Until now, the only effective way to keep antibiotics from losing their potency has been to use them sparingly, says Kathryn Beabout, a Rice graduate student and lead author of the new paper. "The best you can do is try to manage when you use the antibiotic," she says. "But our idea is that if we can predict how resistance is going to emerge, we can come up with strategies to use antibiotics in a more intelligent way."
The lab used experimental evolution to study a specific combination of bacteria and an antibiotic that had not been in common contact. The bacteria of interest was Enterococcus faecalis, found in the gastrointestinal tract. The antibiotic was tigecycline, a highly effective but sparingly used derivative of tetracycline. The goal was to see how horizontal gene transfer - the means by which cells pass along favorable mutations - would work in the presence of the antibiotic.
It worked quite well, they found.

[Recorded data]
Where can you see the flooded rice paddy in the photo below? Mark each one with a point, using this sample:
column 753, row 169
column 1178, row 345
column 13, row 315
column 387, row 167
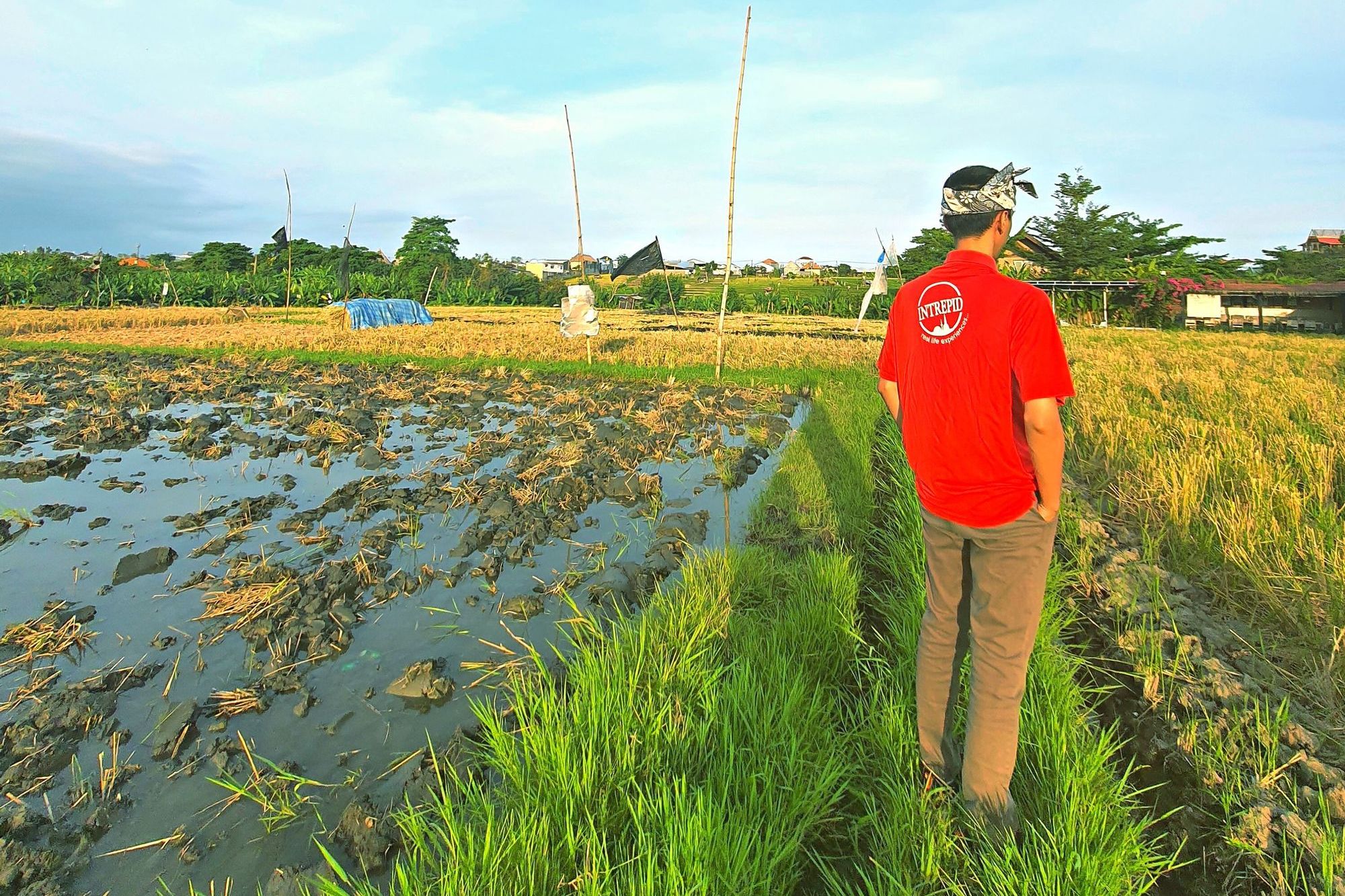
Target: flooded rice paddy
column 243, row 602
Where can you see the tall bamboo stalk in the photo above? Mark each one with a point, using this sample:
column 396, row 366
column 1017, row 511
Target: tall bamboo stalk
column 346, row 249
column 579, row 224
column 668, row 284
column 734, row 165
column 290, row 243
column 575, row 178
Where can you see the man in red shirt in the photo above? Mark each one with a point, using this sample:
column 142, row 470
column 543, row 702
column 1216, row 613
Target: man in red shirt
column 974, row 372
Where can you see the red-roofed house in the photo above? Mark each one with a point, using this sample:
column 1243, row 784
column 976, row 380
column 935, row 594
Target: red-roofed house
column 1324, row 240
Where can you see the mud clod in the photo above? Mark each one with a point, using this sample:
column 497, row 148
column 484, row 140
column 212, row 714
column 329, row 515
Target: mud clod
column 155, row 560
column 368, row 834
column 423, row 681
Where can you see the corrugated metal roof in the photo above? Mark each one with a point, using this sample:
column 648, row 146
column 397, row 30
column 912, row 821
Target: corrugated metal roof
column 1336, row 288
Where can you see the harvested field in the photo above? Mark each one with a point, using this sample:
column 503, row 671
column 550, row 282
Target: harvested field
column 627, row 337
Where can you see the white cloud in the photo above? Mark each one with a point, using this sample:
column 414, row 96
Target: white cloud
column 847, row 124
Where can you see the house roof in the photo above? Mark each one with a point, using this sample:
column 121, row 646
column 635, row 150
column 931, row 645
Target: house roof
column 1284, row 288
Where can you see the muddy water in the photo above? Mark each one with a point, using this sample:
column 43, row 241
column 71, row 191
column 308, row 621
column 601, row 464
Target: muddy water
column 440, row 521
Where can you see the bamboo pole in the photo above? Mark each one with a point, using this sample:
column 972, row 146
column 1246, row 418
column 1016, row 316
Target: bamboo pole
column 432, row 284
column 734, row 163
column 579, row 224
column 346, row 248
column 668, row 284
column 575, row 178
column 290, row 243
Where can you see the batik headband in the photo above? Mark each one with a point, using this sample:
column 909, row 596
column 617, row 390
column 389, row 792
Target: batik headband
column 1000, row 194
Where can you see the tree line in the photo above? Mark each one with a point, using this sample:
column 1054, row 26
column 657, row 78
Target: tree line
column 1081, row 240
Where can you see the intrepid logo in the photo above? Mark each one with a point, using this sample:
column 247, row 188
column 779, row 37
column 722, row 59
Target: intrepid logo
column 939, row 313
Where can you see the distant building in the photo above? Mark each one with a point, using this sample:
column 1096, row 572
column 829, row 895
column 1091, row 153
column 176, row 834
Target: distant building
column 590, row 266
column 1324, row 241
column 547, row 268
column 1028, row 255
column 802, row 267
column 1313, row 307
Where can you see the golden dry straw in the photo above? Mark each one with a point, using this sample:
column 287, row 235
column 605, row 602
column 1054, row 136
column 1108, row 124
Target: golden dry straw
column 45, row 637
column 228, row 704
column 247, row 603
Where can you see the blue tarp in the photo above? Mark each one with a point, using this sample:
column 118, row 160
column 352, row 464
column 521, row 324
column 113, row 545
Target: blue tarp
column 385, row 313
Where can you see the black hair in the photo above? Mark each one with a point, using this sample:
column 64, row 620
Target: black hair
column 976, row 224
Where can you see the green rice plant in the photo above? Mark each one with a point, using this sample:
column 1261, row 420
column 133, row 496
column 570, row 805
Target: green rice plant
column 278, row 791
column 696, row 749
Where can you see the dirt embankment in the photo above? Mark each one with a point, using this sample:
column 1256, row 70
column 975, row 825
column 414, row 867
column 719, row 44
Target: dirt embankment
column 1237, row 771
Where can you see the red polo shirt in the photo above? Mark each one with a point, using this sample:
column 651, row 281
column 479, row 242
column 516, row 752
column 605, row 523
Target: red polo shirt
column 966, row 348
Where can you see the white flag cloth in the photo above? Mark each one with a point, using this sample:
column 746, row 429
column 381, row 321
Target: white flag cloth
column 579, row 317
column 878, row 288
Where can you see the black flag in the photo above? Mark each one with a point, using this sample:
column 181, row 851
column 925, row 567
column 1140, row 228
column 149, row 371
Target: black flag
column 648, row 259
column 344, row 271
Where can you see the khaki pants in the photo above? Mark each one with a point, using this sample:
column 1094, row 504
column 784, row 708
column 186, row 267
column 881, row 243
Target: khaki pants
column 985, row 592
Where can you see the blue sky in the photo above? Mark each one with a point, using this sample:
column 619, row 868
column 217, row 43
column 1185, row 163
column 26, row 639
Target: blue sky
column 167, row 124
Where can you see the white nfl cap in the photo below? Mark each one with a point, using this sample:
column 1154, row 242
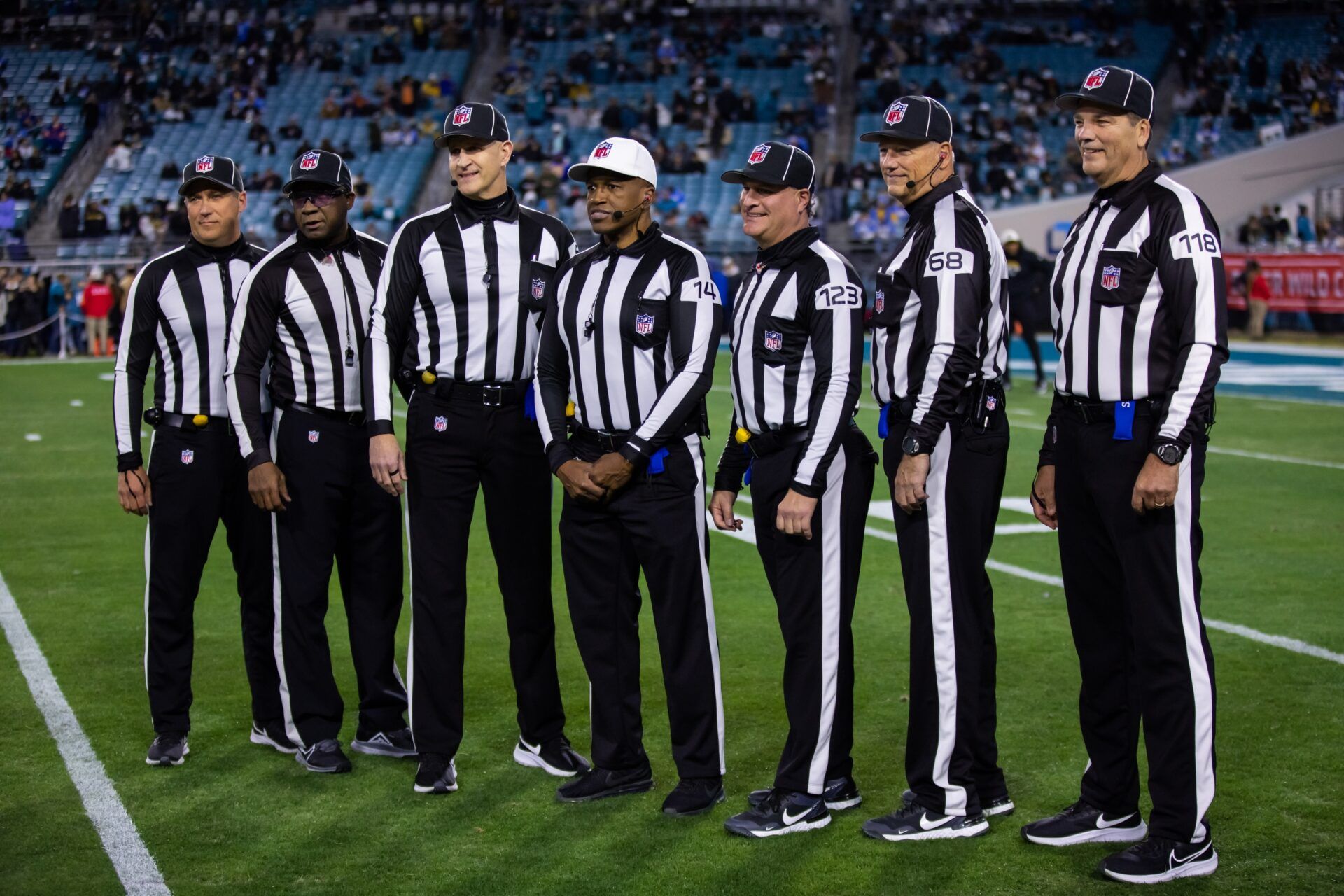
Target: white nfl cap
column 620, row 156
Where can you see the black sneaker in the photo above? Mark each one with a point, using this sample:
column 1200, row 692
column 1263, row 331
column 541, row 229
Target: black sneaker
column 1158, row 860
column 916, row 822
column 781, row 812
column 273, row 735
column 554, row 758
column 600, row 783
column 324, row 757
column 398, row 745
column 168, row 748
column 694, row 797
column 1085, row 824
column 840, row 793
column 999, row 806
column 437, row 774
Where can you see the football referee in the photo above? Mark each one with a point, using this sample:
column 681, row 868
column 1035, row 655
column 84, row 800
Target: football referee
column 178, row 314
column 1140, row 315
column 456, row 318
column 631, row 339
column 939, row 352
column 797, row 359
column 302, row 311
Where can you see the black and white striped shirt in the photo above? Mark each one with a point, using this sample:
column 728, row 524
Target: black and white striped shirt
column 940, row 314
column 178, row 314
column 1139, row 304
column 461, row 296
column 631, row 339
column 797, row 355
column 302, row 309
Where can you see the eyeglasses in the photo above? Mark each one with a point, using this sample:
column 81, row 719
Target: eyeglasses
column 319, row 200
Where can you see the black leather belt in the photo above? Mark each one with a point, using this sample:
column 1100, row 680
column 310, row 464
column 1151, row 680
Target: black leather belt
column 487, row 394
column 351, row 418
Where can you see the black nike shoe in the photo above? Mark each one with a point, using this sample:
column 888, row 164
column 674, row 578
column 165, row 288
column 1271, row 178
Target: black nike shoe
column 168, row 748
column 324, row 757
column 554, row 758
column 781, row 812
column 273, row 735
column 916, row 822
column 437, row 774
column 999, row 806
column 840, row 793
column 398, row 745
column 1158, row 860
column 694, row 797
column 601, row 783
column 1085, row 824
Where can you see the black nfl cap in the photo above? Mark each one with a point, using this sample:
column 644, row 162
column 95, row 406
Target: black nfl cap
column 913, row 118
column 217, row 169
column 774, row 163
column 479, row 120
column 319, row 167
column 1113, row 88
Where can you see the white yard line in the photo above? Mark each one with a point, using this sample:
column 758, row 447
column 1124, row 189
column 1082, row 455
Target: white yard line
column 130, row 856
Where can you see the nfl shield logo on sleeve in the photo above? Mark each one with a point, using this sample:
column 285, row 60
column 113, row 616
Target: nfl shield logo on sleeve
column 1096, row 78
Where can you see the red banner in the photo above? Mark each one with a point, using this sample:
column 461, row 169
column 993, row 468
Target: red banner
column 1296, row 282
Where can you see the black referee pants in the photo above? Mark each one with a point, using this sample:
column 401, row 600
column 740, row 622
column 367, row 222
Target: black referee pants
column 657, row 524
column 952, row 757
column 1133, row 592
column 454, row 449
column 815, row 583
column 336, row 512
column 200, row 479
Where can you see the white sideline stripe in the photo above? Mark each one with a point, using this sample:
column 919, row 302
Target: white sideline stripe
column 748, row 535
column 130, row 856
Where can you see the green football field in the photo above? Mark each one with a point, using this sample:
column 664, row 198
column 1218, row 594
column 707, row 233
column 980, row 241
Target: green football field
column 239, row 818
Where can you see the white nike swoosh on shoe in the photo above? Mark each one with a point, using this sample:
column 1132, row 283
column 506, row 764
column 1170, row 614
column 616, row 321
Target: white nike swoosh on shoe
column 924, row 822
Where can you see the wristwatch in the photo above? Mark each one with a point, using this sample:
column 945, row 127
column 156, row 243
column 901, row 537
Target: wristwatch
column 1170, row 453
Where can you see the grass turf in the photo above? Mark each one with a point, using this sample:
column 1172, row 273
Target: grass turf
column 242, row 818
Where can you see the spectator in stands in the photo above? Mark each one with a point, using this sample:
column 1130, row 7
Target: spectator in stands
column 67, row 222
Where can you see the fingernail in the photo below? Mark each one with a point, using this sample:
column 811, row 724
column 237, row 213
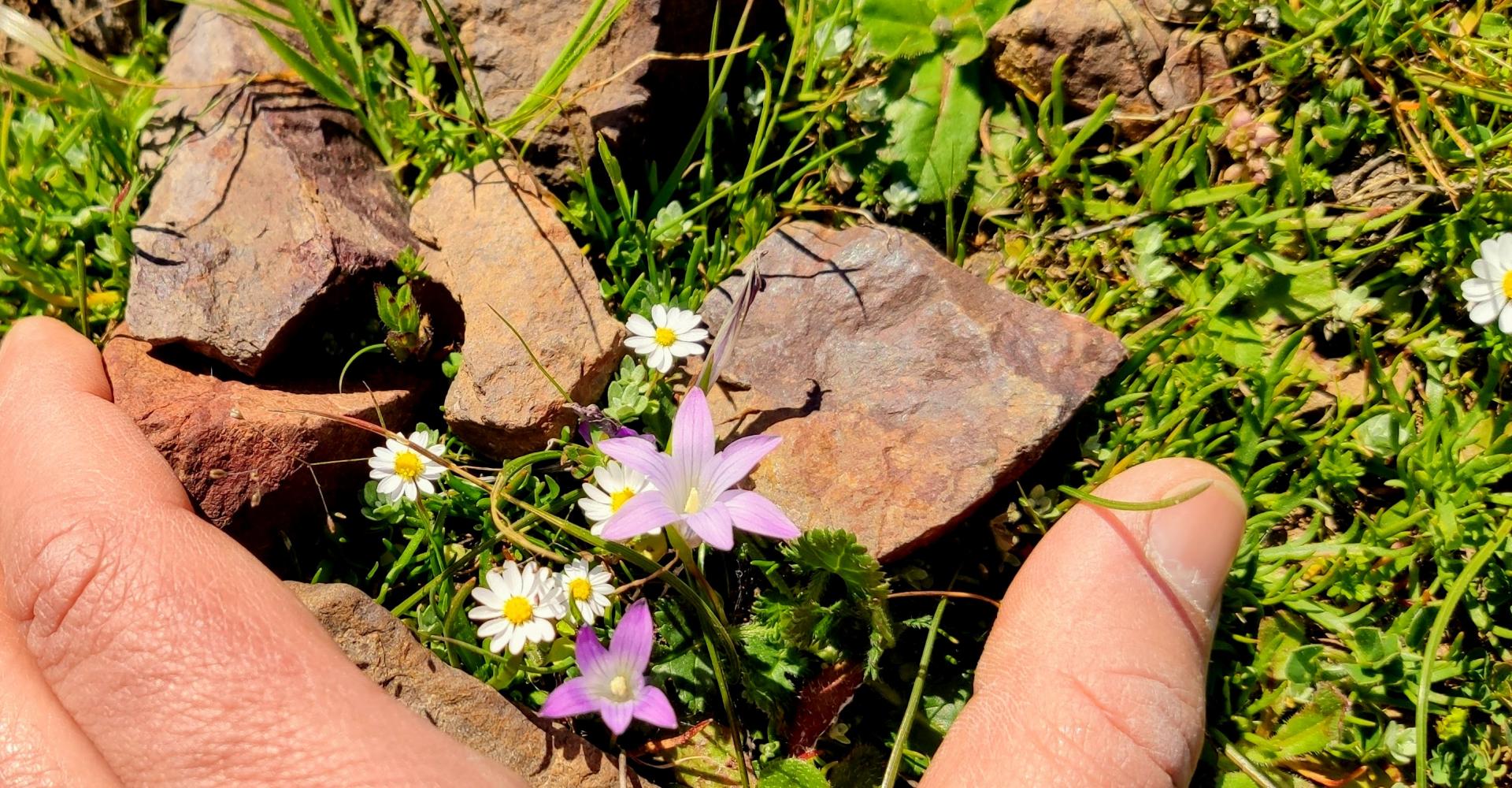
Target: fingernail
column 1193, row 544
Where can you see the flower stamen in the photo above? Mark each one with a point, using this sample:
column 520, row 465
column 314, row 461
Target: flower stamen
column 519, row 610
column 621, row 689
column 619, row 498
column 407, row 466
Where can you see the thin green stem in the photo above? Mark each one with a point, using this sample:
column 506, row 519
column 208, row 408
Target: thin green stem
column 1436, row 637
column 902, row 742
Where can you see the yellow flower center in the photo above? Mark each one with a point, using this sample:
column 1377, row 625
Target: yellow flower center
column 621, row 498
column 619, row 689
column 519, row 610
column 407, row 466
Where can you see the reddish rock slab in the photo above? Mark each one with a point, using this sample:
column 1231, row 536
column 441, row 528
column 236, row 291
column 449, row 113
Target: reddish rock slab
column 513, row 43
column 906, row 389
column 1114, row 47
column 498, row 247
column 269, row 210
column 547, row 753
column 248, row 475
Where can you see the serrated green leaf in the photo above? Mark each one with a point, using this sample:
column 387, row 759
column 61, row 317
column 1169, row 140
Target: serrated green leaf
column 897, row 28
column 1311, row 730
column 793, row 773
column 933, row 128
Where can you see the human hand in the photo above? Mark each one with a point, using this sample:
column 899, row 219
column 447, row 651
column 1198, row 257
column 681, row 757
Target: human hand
column 1095, row 669
column 143, row 646
column 139, row 645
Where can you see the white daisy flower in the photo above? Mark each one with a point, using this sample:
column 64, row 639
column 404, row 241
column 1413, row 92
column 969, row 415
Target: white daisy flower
column 587, row 585
column 672, row 333
column 1490, row 292
column 404, row 472
column 517, row 605
column 613, row 485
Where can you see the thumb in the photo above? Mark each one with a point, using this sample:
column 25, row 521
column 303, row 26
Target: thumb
column 1095, row 671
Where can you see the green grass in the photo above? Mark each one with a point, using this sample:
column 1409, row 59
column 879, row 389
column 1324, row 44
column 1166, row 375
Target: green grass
column 1364, row 631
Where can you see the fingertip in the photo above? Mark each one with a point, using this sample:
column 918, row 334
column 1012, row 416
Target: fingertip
column 1191, row 544
column 49, row 355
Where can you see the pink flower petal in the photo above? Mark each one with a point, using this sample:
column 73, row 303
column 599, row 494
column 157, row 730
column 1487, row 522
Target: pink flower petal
column 713, row 525
column 640, row 455
column 755, row 515
column 655, row 708
column 693, row 429
column 617, row 716
column 590, row 652
column 737, row 462
column 634, row 637
column 642, row 515
column 569, row 701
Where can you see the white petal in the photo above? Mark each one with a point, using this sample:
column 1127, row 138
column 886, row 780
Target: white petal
column 1484, row 312
column 1476, row 289
column 642, row 345
column 685, row 348
column 391, row 486
column 493, row 628
column 682, row 319
column 640, row 325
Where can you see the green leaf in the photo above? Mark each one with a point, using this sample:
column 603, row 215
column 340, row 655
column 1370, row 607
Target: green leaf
column 836, row 552
column 897, row 28
column 793, row 773
column 1311, row 730
column 328, row 88
column 933, row 128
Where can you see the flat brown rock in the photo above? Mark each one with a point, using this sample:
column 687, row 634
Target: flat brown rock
column 906, row 389
column 248, row 474
column 501, row 250
column 513, row 43
column 547, row 753
column 266, row 214
column 1119, row 47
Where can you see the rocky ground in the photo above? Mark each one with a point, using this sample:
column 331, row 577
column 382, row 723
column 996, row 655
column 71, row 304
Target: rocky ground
column 1158, row 225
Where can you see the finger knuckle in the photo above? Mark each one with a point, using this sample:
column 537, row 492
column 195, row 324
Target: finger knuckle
column 69, row 584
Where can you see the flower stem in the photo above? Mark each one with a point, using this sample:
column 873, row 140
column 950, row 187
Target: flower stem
column 902, row 742
column 1436, row 636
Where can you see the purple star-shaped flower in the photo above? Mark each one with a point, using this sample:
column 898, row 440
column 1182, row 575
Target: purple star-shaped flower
column 693, row 485
column 613, row 681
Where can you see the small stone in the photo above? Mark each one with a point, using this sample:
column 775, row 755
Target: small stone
column 545, row 752
column 268, row 214
column 1115, row 47
column 239, row 450
column 906, row 389
column 491, row 238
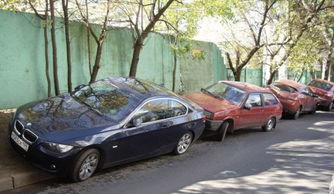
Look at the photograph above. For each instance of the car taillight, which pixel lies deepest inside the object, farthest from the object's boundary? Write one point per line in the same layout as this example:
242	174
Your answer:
291	98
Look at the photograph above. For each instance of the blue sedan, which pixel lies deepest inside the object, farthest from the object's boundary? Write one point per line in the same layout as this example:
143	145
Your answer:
109	122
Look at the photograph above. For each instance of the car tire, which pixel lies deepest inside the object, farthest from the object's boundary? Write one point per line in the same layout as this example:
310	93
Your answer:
183	143
222	131
270	125
296	115
314	109
85	165
329	107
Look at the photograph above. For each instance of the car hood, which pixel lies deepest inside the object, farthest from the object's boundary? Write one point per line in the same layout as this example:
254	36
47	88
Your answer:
210	103
60	113
281	94
320	92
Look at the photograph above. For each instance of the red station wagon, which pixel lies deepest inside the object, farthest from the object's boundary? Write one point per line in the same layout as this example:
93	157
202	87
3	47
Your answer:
295	97
233	105
325	90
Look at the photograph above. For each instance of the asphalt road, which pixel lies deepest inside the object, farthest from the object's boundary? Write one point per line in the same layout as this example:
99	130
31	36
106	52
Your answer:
297	157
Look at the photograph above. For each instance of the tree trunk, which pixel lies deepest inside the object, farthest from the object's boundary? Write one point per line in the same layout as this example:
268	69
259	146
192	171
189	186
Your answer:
88	40
46	48
135	57
237	75
54	48
271	78
174	70
96	63
68	45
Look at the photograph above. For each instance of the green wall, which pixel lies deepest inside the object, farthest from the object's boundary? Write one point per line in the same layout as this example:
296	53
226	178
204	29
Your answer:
22	64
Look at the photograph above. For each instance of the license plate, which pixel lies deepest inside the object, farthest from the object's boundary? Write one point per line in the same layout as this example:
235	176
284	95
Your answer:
19	142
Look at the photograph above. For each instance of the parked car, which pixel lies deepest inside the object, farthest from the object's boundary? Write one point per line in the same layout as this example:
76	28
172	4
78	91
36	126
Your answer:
107	123
295	97
325	90
233	105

YOUR TASKS:
a) Could you copy the passage on antibiotic resistance word for word, starting at "The lab used" and ending at "of the antibiotic."?
b) Can you take the passage on antibiotic resistance further, picking up right after its last sentence?
The entries are material separate from the passage on antibiotic resistance.

RESULTS OF THE TASKS:
a)
The lab used experimental evolution to study a specific combination of bacteria and an antibiotic that had not been in common contact. The bacteria of interest was Enterococcus faecalis, found in the gastrointestinal tract. The antibiotic was tigecycline, a highly effective but sparingly used derivative of tetracycline. The goal was to see how horizontal gene transfer - the means by which cells pass along favorable mutations - would work in the presence of the antibiotic.

b)
That was due mostly to a chunk of mutant DNA known as Tn916, a transposon that can change its position along the genome, duplicate itself and pass to other cells in a process known as parasexuality, the exchange of genetic material between cells. Tn916 carries the tetracycline-resistance gene called tetM, which has been found in many pathogens, according to the researchers.
Without tigecycline, Tn916 moves only infrequently, as about one in 120,000 bacteria transfer their resistance to another bacteria. But in the presence of the antibiotic, Tn916 movement rose to one in 50 bacteria, due to a mutation that also causes overproduction of tetM. The resistance mechanism required the presence of two mutations, to Tn916 and to a gene that encodes the ribosomal S10 protein, both of which could be easily identified through pre- and post-experiment gene sequencing.
"Tetracyclines bind to the cell's ribosome and prevent it from making proteins," Beabout says. "TetM is a protein that comes in and kicks tetracyclines off and frees the ribosome, but it doesn't usually work against tigecycline. We didn't expect to see it emerge."
In their experiments, the researchers discovered the mutations led to the production of large amounts of tetM proteins. "When you have an abundance of tetM, they're able to have an effect against tigecycline," Beabout says. "What's really interesting is that tetM is on a conjugative transposon (Tn916), which is a DNA element that's able to move around the genome and can be transferred to other cells.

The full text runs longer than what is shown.